** WHAT IS EXPECTED **
Below are the records; give again exactly the line with "drop a point: the white ceiling", the line with "drop a point: the white baseboard", and each line that lies between them, and nothing besides.

** RECORDED DATA **
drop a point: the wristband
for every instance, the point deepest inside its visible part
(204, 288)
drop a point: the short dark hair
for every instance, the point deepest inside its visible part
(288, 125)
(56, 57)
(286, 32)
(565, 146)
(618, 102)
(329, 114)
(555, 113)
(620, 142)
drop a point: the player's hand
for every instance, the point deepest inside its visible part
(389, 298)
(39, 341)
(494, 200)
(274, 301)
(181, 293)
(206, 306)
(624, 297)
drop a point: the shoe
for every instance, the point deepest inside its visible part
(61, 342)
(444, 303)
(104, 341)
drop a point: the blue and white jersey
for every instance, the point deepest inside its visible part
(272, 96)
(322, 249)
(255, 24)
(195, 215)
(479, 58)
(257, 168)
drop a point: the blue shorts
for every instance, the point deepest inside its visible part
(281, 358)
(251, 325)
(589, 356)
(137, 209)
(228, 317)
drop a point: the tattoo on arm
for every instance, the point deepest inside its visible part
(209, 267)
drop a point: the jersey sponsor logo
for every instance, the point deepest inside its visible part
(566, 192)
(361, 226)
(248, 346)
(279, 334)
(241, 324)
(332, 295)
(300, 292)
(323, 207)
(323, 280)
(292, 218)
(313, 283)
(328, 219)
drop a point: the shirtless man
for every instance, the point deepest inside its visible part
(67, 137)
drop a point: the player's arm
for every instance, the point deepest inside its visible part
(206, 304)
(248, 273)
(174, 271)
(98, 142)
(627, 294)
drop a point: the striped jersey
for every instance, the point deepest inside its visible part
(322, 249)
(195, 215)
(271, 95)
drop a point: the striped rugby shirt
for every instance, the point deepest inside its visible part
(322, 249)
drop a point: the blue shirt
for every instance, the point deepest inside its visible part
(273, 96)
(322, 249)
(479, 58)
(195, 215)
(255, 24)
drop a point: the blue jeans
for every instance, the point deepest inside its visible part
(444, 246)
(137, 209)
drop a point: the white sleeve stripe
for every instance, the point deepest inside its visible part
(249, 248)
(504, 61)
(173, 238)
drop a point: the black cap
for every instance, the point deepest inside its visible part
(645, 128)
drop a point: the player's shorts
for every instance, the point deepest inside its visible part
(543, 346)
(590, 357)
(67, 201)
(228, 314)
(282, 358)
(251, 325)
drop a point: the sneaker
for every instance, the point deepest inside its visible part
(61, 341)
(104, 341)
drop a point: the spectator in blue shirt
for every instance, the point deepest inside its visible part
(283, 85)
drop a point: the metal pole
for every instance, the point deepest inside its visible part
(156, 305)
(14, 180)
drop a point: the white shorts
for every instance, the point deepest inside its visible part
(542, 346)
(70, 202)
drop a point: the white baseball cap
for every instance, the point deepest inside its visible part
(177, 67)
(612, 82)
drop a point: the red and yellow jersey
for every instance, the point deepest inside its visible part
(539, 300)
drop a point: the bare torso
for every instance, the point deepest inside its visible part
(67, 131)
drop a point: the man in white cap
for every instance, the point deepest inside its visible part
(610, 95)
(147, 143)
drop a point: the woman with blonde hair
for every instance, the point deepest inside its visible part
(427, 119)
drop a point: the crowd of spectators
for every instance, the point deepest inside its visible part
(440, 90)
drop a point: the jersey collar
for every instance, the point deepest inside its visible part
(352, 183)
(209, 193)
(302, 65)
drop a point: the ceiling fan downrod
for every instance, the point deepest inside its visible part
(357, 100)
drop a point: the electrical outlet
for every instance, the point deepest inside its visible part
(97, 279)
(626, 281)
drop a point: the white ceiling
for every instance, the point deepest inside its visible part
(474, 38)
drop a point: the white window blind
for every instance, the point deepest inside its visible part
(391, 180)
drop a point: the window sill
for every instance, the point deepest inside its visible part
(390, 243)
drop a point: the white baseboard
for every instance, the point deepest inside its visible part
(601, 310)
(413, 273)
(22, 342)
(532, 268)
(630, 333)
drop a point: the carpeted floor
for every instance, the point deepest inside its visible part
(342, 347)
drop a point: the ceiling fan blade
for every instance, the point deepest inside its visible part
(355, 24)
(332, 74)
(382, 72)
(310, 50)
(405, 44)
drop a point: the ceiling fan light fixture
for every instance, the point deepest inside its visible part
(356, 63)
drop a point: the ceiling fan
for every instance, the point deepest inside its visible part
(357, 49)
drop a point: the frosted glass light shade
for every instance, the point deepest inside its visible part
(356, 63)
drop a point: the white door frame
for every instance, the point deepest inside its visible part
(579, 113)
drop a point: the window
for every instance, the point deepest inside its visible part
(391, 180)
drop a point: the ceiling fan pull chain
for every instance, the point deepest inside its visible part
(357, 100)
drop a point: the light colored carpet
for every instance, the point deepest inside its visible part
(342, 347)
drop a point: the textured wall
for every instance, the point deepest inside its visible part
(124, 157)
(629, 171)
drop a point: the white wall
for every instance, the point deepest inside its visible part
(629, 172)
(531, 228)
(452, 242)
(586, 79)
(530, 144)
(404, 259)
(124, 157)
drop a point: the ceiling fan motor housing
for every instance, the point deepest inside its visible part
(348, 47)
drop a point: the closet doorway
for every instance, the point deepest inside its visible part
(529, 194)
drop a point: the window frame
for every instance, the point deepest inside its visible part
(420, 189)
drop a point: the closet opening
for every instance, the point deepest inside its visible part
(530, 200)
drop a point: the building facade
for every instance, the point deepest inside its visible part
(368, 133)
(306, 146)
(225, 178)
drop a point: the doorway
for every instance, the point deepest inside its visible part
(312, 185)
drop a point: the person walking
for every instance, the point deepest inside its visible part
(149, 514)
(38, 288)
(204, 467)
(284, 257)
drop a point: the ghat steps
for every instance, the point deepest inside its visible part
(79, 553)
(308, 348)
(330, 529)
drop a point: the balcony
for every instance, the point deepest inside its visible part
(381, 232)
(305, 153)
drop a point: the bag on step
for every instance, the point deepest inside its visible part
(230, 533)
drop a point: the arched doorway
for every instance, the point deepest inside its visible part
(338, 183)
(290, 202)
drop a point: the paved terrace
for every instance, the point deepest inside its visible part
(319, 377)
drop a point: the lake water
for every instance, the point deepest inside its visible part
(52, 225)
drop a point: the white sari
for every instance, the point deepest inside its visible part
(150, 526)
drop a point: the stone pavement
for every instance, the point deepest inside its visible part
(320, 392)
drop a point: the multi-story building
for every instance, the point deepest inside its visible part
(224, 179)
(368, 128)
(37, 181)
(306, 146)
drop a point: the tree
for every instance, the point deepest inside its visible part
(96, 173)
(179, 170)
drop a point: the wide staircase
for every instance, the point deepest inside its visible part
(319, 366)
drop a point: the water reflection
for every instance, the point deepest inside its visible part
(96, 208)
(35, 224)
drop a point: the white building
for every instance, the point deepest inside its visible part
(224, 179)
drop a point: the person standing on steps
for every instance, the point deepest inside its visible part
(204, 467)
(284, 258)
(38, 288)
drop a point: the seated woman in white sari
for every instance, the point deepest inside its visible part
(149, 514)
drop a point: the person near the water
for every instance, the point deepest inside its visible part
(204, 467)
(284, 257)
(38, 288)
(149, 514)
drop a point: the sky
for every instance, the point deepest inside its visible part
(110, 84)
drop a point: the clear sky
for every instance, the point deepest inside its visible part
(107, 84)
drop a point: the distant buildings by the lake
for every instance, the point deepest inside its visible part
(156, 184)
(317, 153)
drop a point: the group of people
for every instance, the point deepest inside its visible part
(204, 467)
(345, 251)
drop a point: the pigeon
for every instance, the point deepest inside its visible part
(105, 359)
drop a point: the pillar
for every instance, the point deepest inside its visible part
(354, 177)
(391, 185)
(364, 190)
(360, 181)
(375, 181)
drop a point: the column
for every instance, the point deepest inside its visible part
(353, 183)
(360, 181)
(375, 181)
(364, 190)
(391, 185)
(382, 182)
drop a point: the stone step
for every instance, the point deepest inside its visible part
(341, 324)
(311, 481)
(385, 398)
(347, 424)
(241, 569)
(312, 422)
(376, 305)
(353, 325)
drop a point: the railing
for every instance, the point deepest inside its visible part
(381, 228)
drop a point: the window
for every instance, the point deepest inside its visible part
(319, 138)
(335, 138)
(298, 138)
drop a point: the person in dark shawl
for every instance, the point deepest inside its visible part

** FINISHED EXERCISE **
drop a point: the white ceiling
for every instance, the point deepest inside its visible part
(474, 38)
drop a point: the white window blind
for every instance, the point deepest inside its visible part
(391, 180)
drop a point: the window sill
for every instance, the point deepest inside its visible part
(390, 243)
drop a point: the white baseboard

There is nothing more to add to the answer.